[Collected data]
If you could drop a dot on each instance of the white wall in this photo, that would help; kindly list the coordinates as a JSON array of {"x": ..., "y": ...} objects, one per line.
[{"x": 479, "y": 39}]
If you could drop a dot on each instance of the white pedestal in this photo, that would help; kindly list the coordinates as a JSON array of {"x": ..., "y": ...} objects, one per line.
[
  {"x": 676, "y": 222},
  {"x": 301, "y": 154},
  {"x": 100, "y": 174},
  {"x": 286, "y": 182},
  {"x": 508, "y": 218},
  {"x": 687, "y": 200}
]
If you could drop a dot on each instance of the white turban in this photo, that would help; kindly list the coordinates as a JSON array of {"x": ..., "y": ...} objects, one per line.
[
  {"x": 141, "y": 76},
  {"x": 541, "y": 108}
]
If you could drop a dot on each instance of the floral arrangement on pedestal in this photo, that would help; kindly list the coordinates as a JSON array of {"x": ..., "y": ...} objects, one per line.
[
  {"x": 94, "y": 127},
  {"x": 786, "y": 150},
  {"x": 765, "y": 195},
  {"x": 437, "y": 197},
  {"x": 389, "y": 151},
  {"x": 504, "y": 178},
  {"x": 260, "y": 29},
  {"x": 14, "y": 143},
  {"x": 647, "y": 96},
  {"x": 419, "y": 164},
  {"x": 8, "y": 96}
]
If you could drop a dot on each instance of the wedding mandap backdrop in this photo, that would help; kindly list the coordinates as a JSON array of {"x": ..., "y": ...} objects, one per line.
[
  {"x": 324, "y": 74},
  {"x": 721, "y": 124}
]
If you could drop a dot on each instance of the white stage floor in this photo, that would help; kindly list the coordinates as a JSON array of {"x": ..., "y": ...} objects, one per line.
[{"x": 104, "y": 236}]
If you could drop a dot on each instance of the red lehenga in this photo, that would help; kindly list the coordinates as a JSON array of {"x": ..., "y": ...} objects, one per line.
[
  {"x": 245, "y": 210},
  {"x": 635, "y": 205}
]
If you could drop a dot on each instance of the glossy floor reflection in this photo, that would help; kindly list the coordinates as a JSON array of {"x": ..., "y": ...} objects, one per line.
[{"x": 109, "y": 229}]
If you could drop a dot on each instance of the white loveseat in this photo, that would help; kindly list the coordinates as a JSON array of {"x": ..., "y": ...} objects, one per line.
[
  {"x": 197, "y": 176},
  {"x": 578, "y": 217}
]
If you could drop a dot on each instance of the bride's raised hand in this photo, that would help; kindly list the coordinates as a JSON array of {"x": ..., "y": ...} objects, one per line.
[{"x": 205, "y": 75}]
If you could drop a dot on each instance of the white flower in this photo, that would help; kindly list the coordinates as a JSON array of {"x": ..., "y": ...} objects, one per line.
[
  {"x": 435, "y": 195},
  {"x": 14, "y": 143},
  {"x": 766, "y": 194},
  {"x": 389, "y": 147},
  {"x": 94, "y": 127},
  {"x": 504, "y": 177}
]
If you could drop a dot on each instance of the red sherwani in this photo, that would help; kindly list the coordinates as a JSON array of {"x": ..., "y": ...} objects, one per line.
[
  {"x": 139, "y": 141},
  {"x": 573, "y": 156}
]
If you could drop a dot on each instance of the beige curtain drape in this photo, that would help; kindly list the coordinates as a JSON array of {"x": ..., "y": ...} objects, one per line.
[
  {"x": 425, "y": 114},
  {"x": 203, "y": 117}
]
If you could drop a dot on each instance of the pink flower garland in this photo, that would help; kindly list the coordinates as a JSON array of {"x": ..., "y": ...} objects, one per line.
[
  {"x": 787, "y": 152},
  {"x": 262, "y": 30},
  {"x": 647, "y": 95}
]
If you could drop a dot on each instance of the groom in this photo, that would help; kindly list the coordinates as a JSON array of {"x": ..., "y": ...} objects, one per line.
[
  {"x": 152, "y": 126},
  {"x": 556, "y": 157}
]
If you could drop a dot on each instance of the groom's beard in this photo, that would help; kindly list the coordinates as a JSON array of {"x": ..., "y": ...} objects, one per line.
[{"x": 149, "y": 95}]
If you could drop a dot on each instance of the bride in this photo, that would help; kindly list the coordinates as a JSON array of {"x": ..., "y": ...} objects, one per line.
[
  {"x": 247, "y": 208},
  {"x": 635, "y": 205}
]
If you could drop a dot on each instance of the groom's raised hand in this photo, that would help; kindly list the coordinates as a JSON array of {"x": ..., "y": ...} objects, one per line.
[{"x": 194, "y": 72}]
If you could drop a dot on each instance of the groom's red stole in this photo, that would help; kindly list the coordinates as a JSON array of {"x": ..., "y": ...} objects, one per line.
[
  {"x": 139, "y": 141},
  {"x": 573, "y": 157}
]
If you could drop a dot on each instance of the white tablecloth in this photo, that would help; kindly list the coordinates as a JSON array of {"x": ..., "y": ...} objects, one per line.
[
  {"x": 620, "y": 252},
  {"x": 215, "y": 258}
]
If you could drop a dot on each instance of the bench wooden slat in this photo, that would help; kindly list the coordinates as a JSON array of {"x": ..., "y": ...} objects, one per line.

Problem statement:
Repeat the data precisely, line by line.

Finished task:
If you could drop a dot on each instance of the white wall in this photo, that would help; kindly list the coordinates as a JSON array of {"x": ..., "y": ...} objects, one per line.
[{"x": 479, "y": 39}]
If you could drop a dot on each instance of the white pedestal in this photo, that would help; kindly list the coordinates as a JSON array of {"x": ..., "y": ...} objects, one per line.
[
  {"x": 676, "y": 222},
  {"x": 301, "y": 154},
  {"x": 100, "y": 174},
  {"x": 286, "y": 182},
  {"x": 508, "y": 218},
  {"x": 687, "y": 200}
]
If you could drop a dot on each instance of the white turban in this photo, that would help; kindly list the coordinates as a JSON array of {"x": ..., "y": ...} objects, one per line.
[
  {"x": 141, "y": 76},
  {"x": 541, "y": 108}
]
If you could drop a dot on each instance of the floral arrangement on pedestal in this photo, that would help; kindly list the coordinates as a JSON array of {"x": ..., "y": ...} objects, one per line.
[
  {"x": 94, "y": 127},
  {"x": 786, "y": 150},
  {"x": 765, "y": 195},
  {"x": 437, "y": 197},
  {"x": 389, "y": 151},
  {"x": 504, "y": 178},
  {"x": 260, "y": 29},
  {"x": 14, "y": 143},
  {"x": 647, "y": 96},
  {"x": 419, "y": 164},
  {"x": 8, "y": 96}
]
If you could drop a dot on each instance of the wedding mandap backdrop in this photo, that would help; kindly list the coordinates as a JSON array of {"x": ..., "y": ...} objects, one per line.
[
  {"x": 324, "y": 74},
  {"x": 721, "y": 124}
]
If you could drop a dot on each instance of the white stage floor in this photo, that would help; kindly list the coordinates as a JSON array of {"x": ..., "y": ...} objects, one per line.
[{"x": 104, "y": 236}]
If you could drop a dot on each instance of the red lehenga in this photo, that would help; kindly list the coordinates as a JSON array of {"x": ..., "y": ...} objects, one per line.
[
  {"x": 245, "y": 210},
  {"x": 635, "y": 205}
]
If you could drop a dot on each instance of the glossy floor reflection in this photo, that would help; kindly list the coordinates as a JSON array of {"x": ..., "y": ...} objects, one per line.
[{"x": 109, "y": 229}]
If you could drop a dot on each instance of the white loveseat in this photo, that would help; kindly list the coordinates as a JSON array of {"x": ..., "y": ...} objects, one per line.
[
  {"x": 197, "y": 176},
  {"x": 578, "y": 217}
]
If you could drop a dot on each instance of the bride's raised hand in this photo, that would help; kindly list the coordinates as a JSON array of {"x": ..., "y": ...} objects, one per line.
[{"x": 205, "y": 75}]
If you could drop a dot on each instance of the white flower in this photo, that would help; kindly list the coordinates as a JSON array of {"x": ..., "y": ...} objects, one per line.
[
  {"x": 435, "y": 195},
  {"x": 14, "y": 143},
  {"x": 766, "y": 194},
  {"x": 389, "y": 147},
  {"x": 94, "y": 127},
  {"x": 504, "y": 177}
]
If you could drop a dot on each instance of the red sherwani in this photo, that would help; kindly list the coordinates as a JSON array of {"x": ..., "y": ...} objects, one per line.
[
  {"x": 139, "y": 141},
  {"x": 573, "y": 156}
]
If you could drop a dot on each instance of the beige curtain drape in this photo, that would help; kindly list the coordinates as a JSON array of {"x": ..., "y": ...} objects, one per line.
[
  {"x": 425, "y": 114},
  {"x": 203, "y": 117}
]
If you could drop a dot on each instance of the pink flower garland in this photo, that would help; kindly list the coordinates as a JSON array of {"x": ..., "y": ...} objects, one per line.
[
  {"x": 787, "y": 152},
  {"x": 262, "y": 30},
  {"x": 647, "y": 95}
]
If you could drop a dot on each instance of the groom in this photo, that would help; kindly list the coordinates as a JSON array of {"x": ..., "y": ...} objects, one per line.
[
  {"x": 152, "y": 126},
  {"x": 556, "y": 157}
]
If you could drop a dot on each instance of the groom's beard in this photo, that would help; kindly list the coordinates as a JSON array of {"x": ..., "y": ...} objects, one per line.
[{"x": 149, "y": 95}]
If you could drop a dot on each instance of the bride in this photo, that would help; kindly list the coordinates as a JSON array of {"x": ..., "y": ...} objects, one per line.
[
  {"x": 247, "y": 208},
  {"x": 635, "y": 205}
]
If you could drop a dot on each instance of the groom's raised hand in this photo, that would help; kindly list the coordinates as a JSON array of {"x": ..., "y": ...} objects, one per line.
[{"x": 194, "y": 72}]
If you could drop a dot on each instance of the groom's red stole in this photo, that would help; kindly list the coordinates as a JSON array of {"x": ..., "y": ...} objects, one per line.
[
  {"x": 139, "y": 141},
  {"x": 573, "y": 157}
]
If you could drop a dot on each instance of the white tablecloth in this photo, that would help; kindly list the coordinates as a JSON array of {"x": ..., "y": ...} objects, one per line.
[
  {"x": 620, "y": 252},
  {"x": 215, "y": 258}
]
If you could drop a dot on each instance of the bench wooden slat in this photo, that would help; kindly list the coordinates as a JSON array of {"x": ..., "y": ...} objects, one per line.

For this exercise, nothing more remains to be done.